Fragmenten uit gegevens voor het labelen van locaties

----------

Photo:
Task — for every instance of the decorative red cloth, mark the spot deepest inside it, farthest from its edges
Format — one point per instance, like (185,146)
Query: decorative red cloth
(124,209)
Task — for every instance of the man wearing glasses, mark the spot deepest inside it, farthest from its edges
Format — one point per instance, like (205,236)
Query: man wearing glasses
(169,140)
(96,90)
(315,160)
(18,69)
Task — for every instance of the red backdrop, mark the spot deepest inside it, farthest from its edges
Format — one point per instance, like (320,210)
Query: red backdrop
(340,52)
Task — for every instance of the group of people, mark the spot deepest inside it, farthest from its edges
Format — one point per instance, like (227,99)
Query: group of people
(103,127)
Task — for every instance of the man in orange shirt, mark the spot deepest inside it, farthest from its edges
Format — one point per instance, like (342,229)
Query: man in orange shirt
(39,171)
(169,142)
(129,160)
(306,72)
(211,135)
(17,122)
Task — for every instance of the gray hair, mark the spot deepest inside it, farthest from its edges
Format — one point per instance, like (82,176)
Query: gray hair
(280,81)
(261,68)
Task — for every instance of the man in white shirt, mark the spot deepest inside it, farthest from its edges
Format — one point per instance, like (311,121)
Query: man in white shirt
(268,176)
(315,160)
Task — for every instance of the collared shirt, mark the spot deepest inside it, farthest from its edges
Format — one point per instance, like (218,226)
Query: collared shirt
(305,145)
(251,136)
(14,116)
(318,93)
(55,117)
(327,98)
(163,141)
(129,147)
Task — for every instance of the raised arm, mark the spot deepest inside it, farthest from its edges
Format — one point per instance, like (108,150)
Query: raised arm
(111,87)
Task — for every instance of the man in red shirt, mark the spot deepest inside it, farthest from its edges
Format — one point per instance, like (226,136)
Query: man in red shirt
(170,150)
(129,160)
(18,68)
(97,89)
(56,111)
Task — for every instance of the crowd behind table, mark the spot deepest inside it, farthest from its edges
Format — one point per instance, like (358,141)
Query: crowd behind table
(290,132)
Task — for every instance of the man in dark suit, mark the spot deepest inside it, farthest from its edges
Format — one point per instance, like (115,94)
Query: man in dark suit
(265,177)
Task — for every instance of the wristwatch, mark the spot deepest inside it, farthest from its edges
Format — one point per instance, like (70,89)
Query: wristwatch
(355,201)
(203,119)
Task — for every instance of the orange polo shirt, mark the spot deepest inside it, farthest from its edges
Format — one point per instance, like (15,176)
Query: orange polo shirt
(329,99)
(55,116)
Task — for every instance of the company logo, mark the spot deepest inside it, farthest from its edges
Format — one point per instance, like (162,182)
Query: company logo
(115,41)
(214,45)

----------

#### [Opdracht]
Zet alle bovenstaande regels om in een JSON-lijst van strings, met één string per regel. Laat lege regels weg.

#### [Antwoord]
[
  "Photo:",
  "Task — for every instance of the decorative red cloth, mark the spot deepest inside it, farthest from its edges",
  "Format — one point per instance, like (185,146)",
  "Query: decorative red cloth",
  "(124,209)",
  "Task — for every instance of the man wearing glasses, mark the spot deepest inside it, farthest from its edges",
  "Format — one point per instance, like (205,236)",
  "Query: man wearing glasses",
  "(169,140)",
  "(96,90)",
  "(315,160)",
  "(18,69)",
  "Task — for every instance of the red backdrop, mark the spot deepest inside it, farthest from its edges",
  "Format — one point per instance, like (320,210)",
  "Query: red backdrop",
  "(340,52)",
  "Task — for every instance of the group of people, mark the spot deepest inside it, farthest from its edges",
  "Format — one point per instance, like (227,99)",
  "Query: group of people",
  "(103,127)",
  "Task — for every instance of the man in orange shirt, mark the spot deepest inside it, farthest from its edges",
  "Format — one point per instance, like (342,229)",
  "Query: man in orange shirt",
  "(39,171)",
  "(169,142)",
  "(129,160)",
  "(306,72)",
  "(211,135)",
  "(17,122)",
  "Task — for every instance of the gray hair, mark the spot deepest inside it, farthest from its edges",
  "Format — one point per instance, like (82,176)",
  "Query: gray hair",
  "(280,81)",
  "(261,68)",
  "Task — for every instance of the man in white shirt, mark the spot deepest inside it, farthest from its edges",
  "Format — one point per instance, like (311,121)",
  "Query: man in white shirt",
  "(268,176)",
  "(315,160)",
  "Task — for every instance of the collared shirt, mark the spot deepest inside it, farthest from its edges",
  "Format — one point per instance, like (218,226)",
  "Query: collared shirt",
  "(305,145)",
  "(251,136)",
  "(14,116)",
  "(318,93)",
  "(55,117)",
  "(327,98)",
  "(163,141)",
  "(129,147)",
  "Task — for every instance of the raised arm, mark the spot deepest inside it, farthest from its edges",
  "Format — one point per instance, like (108,150)",
  "Query: raised arm",
  "(111,87)",
  "Task — for every instance of the man in red shirt, mark the spot deepest inside it, farthest from its edges",
  "Format — one point per instance, like (226,136)",
  "Query: man in red shirt",
  "(170,150)",
  "(129,160)",
  "(18,68)",
  "(97,89)",
  "(56,111)",
  "Task — for every instance of the crowd behind table, mark the spot deepest inside it, farthest from its edges",
  "Format — one point per instance, like (358,141)",
  "Query: crowd behind table",
  "(290,132)",
  "Task — for every instance of the man in dark suit, mark the spot deepest inside it, farthest from its edges",
  "Format — one point per instance, like (115,94)",
  "Query: man in dark suit",
  "(265,177)",
  "Task — for every instance of the wristwatch, mark the spot deepest inside it, farthest from its edges",
  "Format — one point per instance, like (70,89)",
  "Query: wristwatch",
  "(355,201)",
  "(203,119)",
  "Task — for every instance of the orange polo shirt, mark the spot deepest inside it, farthest from its edges",
  "Format — one point per instance, like (15,176)",
  "Query: orange polo shirt",
  "(329,99)",
  "(55,116)",
  "Task — for every instance of the company logo, mark the spot deepest inside it, farthest from its edges",
  "Format — one point per instance, like (162,182)",
  "Query: company logo",
  "(115,41)",
  "(214,45)"
]